DIRECTIONS FOR THIS TASK – Set down, exactly as they stand, the lines from the one containing "of the grass" through the last line of the records below, leaving every picture out.

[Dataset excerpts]
▶

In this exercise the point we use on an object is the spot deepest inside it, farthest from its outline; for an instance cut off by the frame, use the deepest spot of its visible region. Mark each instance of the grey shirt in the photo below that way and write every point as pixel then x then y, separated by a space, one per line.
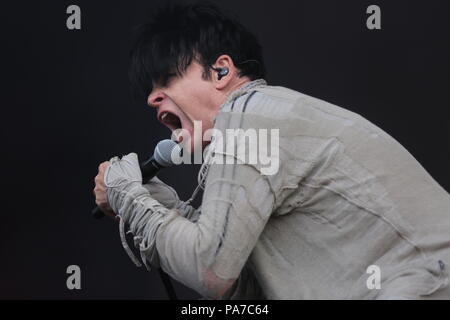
pixel 346 197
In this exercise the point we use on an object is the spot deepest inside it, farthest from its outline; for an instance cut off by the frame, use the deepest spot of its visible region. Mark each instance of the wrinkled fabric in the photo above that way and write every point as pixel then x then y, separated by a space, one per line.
pixel 346 196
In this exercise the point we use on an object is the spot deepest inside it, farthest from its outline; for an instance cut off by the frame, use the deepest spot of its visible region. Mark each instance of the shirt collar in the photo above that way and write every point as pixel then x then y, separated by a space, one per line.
pixel 243 90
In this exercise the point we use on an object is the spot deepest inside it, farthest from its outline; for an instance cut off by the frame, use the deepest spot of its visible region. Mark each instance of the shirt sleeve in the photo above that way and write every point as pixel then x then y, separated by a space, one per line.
pixel 209 254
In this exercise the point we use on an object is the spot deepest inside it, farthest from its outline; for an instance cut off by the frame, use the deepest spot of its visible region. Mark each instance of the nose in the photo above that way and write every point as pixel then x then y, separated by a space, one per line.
pixel 156 98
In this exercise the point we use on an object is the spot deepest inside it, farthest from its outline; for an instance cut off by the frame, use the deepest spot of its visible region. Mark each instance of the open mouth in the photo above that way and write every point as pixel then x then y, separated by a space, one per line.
pixel 170 120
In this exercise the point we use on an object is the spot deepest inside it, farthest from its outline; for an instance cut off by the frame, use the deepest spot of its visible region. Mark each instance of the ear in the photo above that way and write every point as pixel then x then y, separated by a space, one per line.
pixel 224 61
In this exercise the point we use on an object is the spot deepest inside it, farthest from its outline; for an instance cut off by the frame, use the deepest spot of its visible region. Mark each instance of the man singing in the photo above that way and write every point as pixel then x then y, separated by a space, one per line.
pixel 344 198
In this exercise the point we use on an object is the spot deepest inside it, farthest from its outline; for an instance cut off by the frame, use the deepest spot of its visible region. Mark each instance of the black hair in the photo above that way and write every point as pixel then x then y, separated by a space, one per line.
pixel 177 34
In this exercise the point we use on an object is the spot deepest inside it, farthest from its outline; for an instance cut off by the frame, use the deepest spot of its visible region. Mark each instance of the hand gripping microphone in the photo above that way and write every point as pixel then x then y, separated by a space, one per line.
pixel 165 153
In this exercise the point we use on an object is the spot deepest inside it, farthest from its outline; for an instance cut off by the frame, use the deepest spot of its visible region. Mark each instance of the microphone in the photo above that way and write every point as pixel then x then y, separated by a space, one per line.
pixel 165 153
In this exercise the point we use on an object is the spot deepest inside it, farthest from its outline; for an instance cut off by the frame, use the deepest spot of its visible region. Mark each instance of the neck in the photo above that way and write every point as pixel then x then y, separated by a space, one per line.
pixel 238 83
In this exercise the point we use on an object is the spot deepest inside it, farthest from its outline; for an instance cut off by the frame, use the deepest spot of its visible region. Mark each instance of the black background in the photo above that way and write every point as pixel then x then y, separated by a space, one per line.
pixel 66 107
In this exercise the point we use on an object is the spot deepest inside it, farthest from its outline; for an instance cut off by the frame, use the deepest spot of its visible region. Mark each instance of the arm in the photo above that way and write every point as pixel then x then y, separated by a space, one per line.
pixel 207 255
pixel 168 197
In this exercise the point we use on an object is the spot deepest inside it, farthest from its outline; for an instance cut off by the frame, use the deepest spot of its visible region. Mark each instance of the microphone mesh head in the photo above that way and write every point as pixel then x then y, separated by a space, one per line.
pixel 166 152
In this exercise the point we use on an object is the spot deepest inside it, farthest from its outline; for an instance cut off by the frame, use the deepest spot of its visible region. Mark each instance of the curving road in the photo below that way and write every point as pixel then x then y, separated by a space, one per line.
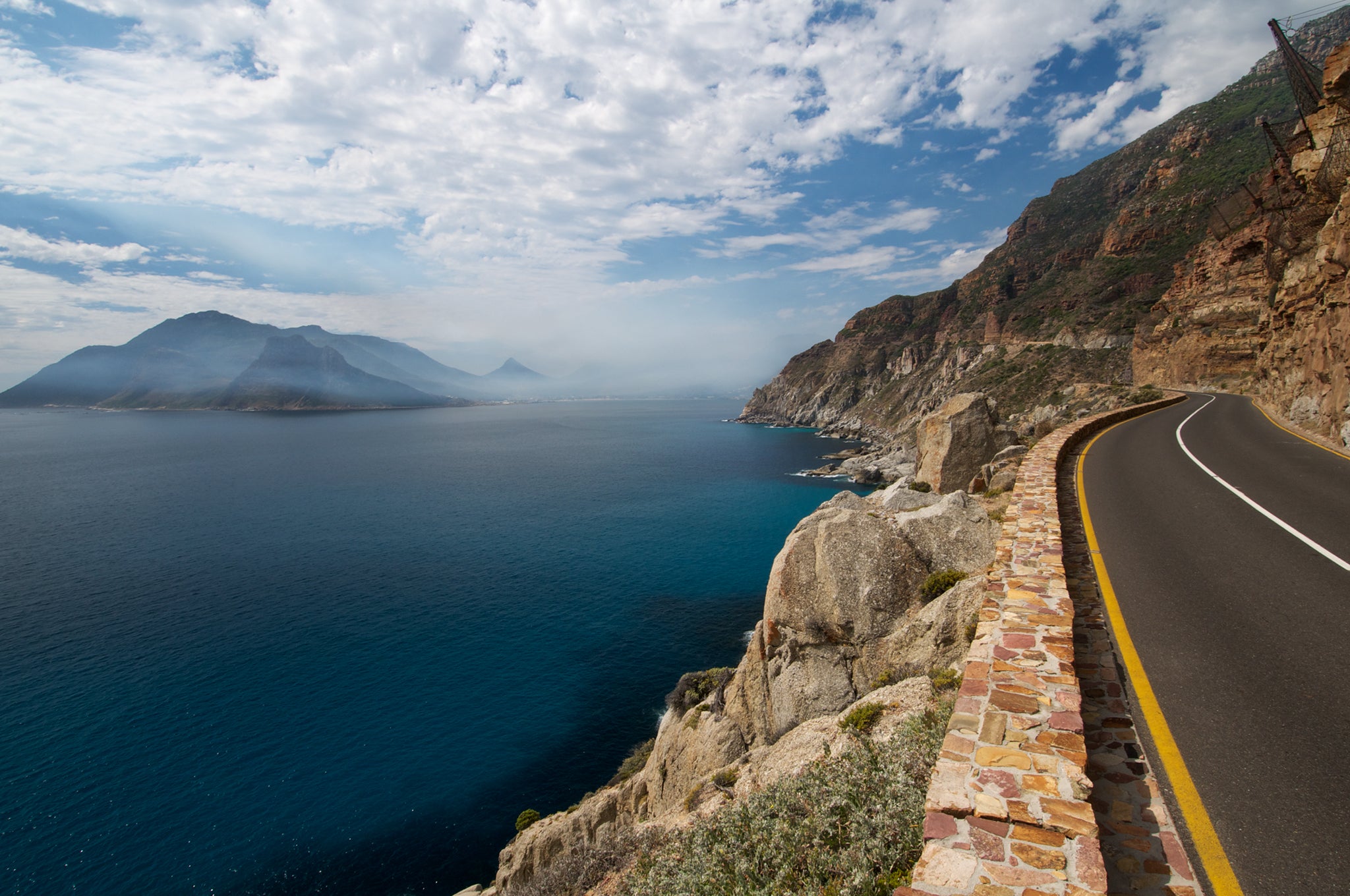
pixel 1241 628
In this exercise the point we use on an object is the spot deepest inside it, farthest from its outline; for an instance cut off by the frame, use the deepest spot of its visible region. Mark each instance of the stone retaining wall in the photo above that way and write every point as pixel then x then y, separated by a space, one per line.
pixel 1007 804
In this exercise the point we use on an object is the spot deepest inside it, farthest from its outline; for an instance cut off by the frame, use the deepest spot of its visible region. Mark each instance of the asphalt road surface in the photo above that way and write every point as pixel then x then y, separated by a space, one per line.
pixel 1243 629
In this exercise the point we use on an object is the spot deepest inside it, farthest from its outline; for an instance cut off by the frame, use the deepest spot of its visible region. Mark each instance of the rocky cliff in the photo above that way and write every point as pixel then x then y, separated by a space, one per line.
pixel 1060 301
pixel 846 623
pixel 1266 306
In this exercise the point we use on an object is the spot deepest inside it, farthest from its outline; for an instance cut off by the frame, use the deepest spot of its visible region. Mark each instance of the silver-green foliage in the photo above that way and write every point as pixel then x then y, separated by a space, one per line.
pixel 848 826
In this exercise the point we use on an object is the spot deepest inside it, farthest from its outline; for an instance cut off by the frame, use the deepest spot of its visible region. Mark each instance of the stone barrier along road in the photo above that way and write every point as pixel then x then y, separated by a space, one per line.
pixel 1007 808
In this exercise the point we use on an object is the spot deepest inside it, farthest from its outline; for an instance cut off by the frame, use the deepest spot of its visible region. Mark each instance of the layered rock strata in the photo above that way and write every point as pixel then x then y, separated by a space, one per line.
pixel 1267 308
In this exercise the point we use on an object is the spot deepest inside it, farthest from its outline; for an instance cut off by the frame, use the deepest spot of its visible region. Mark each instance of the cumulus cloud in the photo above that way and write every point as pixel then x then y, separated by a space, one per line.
pixel 953 182
pixel 539 131
pixel 30 7
pixel 833 233
pixel 19 243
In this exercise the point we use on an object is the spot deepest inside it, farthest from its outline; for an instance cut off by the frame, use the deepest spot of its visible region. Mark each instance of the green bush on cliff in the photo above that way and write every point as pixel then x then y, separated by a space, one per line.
pixel 635 763
pixel 862 718
pixel 694 687
pixel 1145 395
pixel 939 583
pixel 851 825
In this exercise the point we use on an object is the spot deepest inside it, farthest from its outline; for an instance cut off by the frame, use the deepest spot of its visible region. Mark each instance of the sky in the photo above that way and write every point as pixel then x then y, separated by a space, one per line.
pixel 690 190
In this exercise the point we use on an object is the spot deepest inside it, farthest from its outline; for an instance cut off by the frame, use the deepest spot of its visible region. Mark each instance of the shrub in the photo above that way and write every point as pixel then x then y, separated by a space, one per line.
pixel 635 763
pixel 850 825
pixel 694 687
pixel 1144 395
pixel 726 777
pixel 862 718
pixel 944 679
pixel 939 583
pixel 577 874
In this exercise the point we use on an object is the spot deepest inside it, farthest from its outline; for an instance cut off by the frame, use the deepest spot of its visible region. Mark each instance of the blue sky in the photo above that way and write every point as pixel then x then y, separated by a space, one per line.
pixel 691 190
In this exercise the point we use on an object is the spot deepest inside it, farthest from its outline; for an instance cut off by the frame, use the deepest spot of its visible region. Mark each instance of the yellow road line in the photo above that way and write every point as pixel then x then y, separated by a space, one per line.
pixel 1216 861
pixel 1330 451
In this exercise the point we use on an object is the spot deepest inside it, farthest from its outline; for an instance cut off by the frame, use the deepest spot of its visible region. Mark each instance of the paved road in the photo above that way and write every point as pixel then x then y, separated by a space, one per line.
pixel 1243 629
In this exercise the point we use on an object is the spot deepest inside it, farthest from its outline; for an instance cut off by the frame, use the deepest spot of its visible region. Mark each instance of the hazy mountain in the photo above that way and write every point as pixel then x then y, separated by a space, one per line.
pixel 198 360
pixel 1059 301
pixel 292 374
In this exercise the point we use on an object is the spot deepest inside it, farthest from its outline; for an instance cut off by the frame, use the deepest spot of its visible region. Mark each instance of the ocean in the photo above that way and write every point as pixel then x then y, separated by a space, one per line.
pixel 338 654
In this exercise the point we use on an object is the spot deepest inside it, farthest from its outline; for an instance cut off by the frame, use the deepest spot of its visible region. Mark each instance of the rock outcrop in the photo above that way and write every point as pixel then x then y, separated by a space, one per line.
pixel 958 440
pixel 1057 304
pixel 842 623
pixel 1266 308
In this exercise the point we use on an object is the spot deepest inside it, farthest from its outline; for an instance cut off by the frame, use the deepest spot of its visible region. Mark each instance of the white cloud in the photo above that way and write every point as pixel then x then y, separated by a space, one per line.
pixel 30 7
pixel 550 134
pixel 19 243
pixel 952 262
pixel 874 258
pixel 836 231
pixel 953 182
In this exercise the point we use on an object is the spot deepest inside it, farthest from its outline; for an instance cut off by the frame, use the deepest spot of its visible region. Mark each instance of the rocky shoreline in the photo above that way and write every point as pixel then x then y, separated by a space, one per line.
pixel 871 602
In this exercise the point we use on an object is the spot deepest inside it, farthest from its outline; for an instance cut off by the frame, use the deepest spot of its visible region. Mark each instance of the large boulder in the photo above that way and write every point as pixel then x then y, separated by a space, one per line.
pixel 956 440
pixel 954 534
pixel 838 586
pixel 901 497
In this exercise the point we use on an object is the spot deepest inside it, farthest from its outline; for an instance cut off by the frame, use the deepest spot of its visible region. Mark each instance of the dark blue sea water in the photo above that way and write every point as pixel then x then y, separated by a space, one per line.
pixel 339 654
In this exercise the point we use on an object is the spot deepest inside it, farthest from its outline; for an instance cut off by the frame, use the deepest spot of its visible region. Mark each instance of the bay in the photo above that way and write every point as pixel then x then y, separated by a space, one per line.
pixel 341 652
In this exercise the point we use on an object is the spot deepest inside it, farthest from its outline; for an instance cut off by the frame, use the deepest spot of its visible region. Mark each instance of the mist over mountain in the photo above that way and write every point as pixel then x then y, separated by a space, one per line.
pixel 293 374
pixel 208 359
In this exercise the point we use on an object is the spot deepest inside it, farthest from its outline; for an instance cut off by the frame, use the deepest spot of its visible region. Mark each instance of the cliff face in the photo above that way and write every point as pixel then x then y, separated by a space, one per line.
pixel 842 619
pixel 1267 308
pixel 1059 302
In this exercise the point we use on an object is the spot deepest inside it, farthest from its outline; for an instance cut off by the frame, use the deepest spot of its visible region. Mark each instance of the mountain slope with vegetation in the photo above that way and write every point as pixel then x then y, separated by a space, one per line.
pixel 1059 301
pixel 198 360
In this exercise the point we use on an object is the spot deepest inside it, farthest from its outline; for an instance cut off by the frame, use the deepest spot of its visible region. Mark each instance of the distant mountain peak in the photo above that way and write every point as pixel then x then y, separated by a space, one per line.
pixel 514 369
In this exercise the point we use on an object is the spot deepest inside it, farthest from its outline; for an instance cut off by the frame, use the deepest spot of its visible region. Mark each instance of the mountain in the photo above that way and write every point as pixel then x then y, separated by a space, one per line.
pixel 192 360
pixel 1059 301
pixel 516 381
pixel 1262 304
pixel 293 374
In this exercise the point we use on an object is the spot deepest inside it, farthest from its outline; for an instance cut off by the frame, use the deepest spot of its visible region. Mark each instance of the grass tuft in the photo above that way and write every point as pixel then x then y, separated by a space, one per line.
pixel 851 825
pixel 939 582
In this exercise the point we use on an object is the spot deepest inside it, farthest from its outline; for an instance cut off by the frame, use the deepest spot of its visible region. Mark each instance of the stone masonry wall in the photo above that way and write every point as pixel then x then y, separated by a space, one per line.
pixel 1007 804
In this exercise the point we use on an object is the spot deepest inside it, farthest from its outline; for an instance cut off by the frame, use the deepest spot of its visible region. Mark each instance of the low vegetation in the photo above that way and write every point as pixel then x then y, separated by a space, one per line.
pixel 862 718
pixel 850 826
pixel 635 763
pixel 939 582
pixel 1144 395
pixel 694 687
pixel 525 820
pixel 945 679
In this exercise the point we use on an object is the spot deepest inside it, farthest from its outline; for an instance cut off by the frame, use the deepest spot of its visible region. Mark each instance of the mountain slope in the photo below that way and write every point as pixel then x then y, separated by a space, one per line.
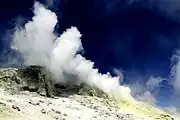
pixel 20 101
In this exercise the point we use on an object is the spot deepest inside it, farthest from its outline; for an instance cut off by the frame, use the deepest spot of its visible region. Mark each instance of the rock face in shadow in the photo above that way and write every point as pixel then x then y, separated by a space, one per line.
pixel 38 79
pixel 32 78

◀

RESULT FOR THIS TASK –
In this exercise the point we use on an object is the spot deepest inside it, farthest from its outline; for an instance cut off by the frame, use the deepest spot of its visible region. Mark each instance of the grass tuft in the photo above that way and write every point as pixel then x then y, separated by a space, one per line.
pixel 851 825
pixel 939 582
In this exercise the point we use on an object is the spot deepest inside it, farthest from its outline; for an instance cut off by the frame, use the deepest spot of its visible region. Mark each instance of the stone masonry wall in the photo above that way and write every point as pixel then x then y, separated by a space, one per line.
pixel 1007 804
In this exercise the point we use on an object is the spot deepest inside it, farthest from its outline; for an instance cut off by the frame, use the deepest spot of its visible region. Mark each instance of the low vegetation in the photo above that way and write every point as pixel then x then y, separated by a space, one per line.
pixel 862 718
pixel 850 826
pixel 635 763
pixel 939 582
pixel 1144 395
pixel 694 687
pixel 525 820
pixel 945 679
In this exercise the point we use on an object is the spot deepest inside it, farthest from its outline; for an instance cut off by the frame, use the deepest spot of its visible region. Mark each instance of the mountain slope in the photo below that way and write every point as pixel then x then y, separated by a space, one per line.
pixel 20 101
In this exercise the point we use on an object is the spot deepest inside it, farthest from its outline; for an instance cut off by the frame, use the deepest spot of its visible region. Mark each instance of the rock face in shadow in the photo above that way and write every point as pixel then x then y, separated by a space, one per line.
pixel 38 79
pixel 32 78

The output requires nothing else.